The fetch command generally means call up some other Git software and repository and get everything that they have, that I don't. You can limit the fetch somewhat, but that's not the norm. By contrast, the push command generally means call up some other Git software and repository and give them specific commits that I have that they don't. If we push the sex analogy a little too far, this means it's up to the "male" ("push") operations to be responsible.

Now, the thing about commits is that they don't just have a full snapshot of all the files, like a tar or zip or WinRAR archive or whatever. They also carry some metadata, or information about the commit itself. This includes the name and email address of the person who made the commit, for instance. But it also includes stuff that Git relies on internally: specifically, every commit has a list of raw hash IDs for earlier commits.

This list of earlier (or parent) commit hash IDs, stored in each commit, is how commits form history. Most commits contain exactly one hash ID: one parent commit. This forms a simple, backwards-looking, linear chain, and this explains how Git works and why the answer above is "yes but not sustainably".

Let's draw a picture of a tiny, three-commit repository, using uppercase letters to stand in for the commit's hash IDs (which in reality are big and ugly and impossible for humans to work with). We'll call the first commit A, the second one B, and the third one C, and draw them like this:

A <-B <-C

Commit C stores commit B's raw hash ID. We say that C points to B, and draw that as an arrow sticking out of C, pointing to B. What this means is that if we can somehow memorize the hash ID of commit C, and give that to Git, Git can retrieve commit C from its all-objects database, and that gives Git the hash ID of commit B, so that Git can retrieve commit B too.

Having retrieved both commits—and the two snapshots—Git can go on to compare the two snapshots, to see what changed between them. Git essentially plays Spot the Difference here.

Equally important, now that Git has commit B in hand, it can use the metadata in B to get A's hash ID, from which Git can get commit A. (Commit A is special: its list of parents is empty. Git can now stop going backwards.) So by memorizing one hash ID—that for commit C—we had Git find all the commits.

The second database, holding branch names and other names, is how we have Git do the memorizing for us:

A--B--C   <-- main

The name main holds C's hash ID, so that it is easy to find commit C.

If we like, we can now create a second name, such as develop. We must pick any one of the existing commits so that the name develop selects that commit. The most obvious candidate is the newest (presumably latest = greatest, right?) commit, C, so that's the one will probably pick:

A--B--C   <-- develop, main

Now we need a way, in our drawing, to know which name we're going to use. This will be our current branch name. To draw which one is current, we'll attach the special all-caps name HEAD to just one branch name, like this:

A--B--C   <-- develop, main (HEAD)

This means we are using main and therefore using commit C.

▶ _TASK REQUIREMENTS_
Name every archive format that the passage on Git commits mentions when it describes a commit's snapshot.

▶ _RAW DATA_
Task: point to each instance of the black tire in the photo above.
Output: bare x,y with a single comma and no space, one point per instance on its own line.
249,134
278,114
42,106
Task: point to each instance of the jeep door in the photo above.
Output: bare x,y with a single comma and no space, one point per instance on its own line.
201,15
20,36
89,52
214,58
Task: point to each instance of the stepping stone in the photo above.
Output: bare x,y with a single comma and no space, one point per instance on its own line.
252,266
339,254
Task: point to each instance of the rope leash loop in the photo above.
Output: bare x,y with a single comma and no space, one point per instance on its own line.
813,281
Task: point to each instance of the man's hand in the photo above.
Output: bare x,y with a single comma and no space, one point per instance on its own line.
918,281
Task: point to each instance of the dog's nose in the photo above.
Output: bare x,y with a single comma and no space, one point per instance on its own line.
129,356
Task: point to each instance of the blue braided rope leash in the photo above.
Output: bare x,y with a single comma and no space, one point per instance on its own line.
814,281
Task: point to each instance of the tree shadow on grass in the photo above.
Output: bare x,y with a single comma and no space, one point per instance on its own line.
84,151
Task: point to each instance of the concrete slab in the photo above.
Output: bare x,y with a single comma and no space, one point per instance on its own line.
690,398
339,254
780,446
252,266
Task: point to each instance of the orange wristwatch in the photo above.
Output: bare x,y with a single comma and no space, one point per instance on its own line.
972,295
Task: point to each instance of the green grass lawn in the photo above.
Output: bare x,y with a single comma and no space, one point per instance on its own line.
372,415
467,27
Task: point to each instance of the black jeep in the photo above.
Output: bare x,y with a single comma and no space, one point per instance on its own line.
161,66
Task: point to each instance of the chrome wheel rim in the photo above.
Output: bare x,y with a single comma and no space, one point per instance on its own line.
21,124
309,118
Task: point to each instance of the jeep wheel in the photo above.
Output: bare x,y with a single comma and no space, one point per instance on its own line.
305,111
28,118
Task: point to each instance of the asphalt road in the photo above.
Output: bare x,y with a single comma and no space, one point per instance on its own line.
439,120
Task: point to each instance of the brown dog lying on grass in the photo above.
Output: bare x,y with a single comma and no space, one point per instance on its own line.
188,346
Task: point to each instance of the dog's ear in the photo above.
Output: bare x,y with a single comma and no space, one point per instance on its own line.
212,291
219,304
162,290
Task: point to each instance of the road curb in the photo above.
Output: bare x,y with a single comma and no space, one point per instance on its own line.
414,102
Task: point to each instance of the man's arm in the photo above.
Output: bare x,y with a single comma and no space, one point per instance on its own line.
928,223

▶ _WORKED ANSWER_
tar, zip, WinRAR